▶ [Exercise text]:

Smoking or Vaping Medicinal Cannabis in Public in Australia

Medicinal cannabis is like any other prescribed medication when prescribed by a registered health professional. However, there are some grey areas around where and how you can consume your medication in public. Learn what the law says about consuming, smoking and vaping your cannabis in public.

Consuming medicinal cannabis in public

Since medicinal cannabis was legalised in 2016, patient numbers have grown astronomically. In mid-late 2021 flower as a form of medication became the fastest-growing product type prescribed by doctors Australia-wide. While this is excellent news for patients, the laws around how patients may consume that medication are very unclear.

Many patients find themselves running into trouble with the police, not because they are doing anything harmful, but because even the police are unclear what the laws are. This article will uncover what the law says about consuming your cannabis medicine in public. The question we’re asked most about consuming cannabis is: Is it legal to smoke or vape my medicinal cannabis in public?

While we’ve worked with a lawyer to review and interpret the law, please remember this is not legal advice. Here’s what the article covers:

Is it legal to consume my medicinal cannabis in public?

To answer this question, we need to look at two delivery method types for medicinal cannabis:

  1. Inhalable products – products like flower, hash and vape cartridges
  2. Oral products – products like oils, chews, and capsules consumed in a similar way to conventional medication.

Below we’ll cover both forms of delivery methods and explain what the law says (or doesn’t say).

Inhalable products

Can I smoke medicinal cannabis in public?

No. You may not smoke medicinal cannabis anywhere, including in smoking areas. The reason for this is that the Therapeutic Goods Administration (TGA) website explicitly states in their patient guidance section:

“A variety of products are currently available…These include raw (botanical) cannabis, which for medicinal purposes should be vaporised but not smoked.”

So, if you’d like to stay out of trouble with law enforcement (and do what’s better for your health and wallet), you should not be smoking medicinal cannabis. This information then leads to the question of vaping in public.

▶ [Exercise data]:
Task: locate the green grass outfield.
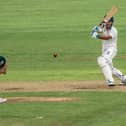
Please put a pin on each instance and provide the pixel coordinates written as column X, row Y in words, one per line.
column 30, row 31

▶ [Problem statement]: Reproduce the passage of the article on consuming medicinal cannabis in public that runs between "Consuming medicinal cannabis" and "vape my medicinal cannabis in public?", inclusive. The data has no connection to the article on consuming medicinal cannabis in public.

▶ [Your solution]:
Consuming medicinal cannabis in public

Since medicinal cannabis was legalised in 2016, patient numbers have grown astronomically. In mid-late 2021 flower as a form of medication became the fastest-growing product type prescribed by doctors Australia-wide. While this is excellent news for patients, the laws around how patients may consume that medication are very unclear.

Many patients find themselves running into trouble with the police, not because they are doing anything harmful, but because even the police are unclear what the laws are. This article will uncover what the law says about consuming your cannabis medicine in public. The question we’re asked most about consuming cannabis is: Is it legal to smoke or vape my medicinal cannabis in public?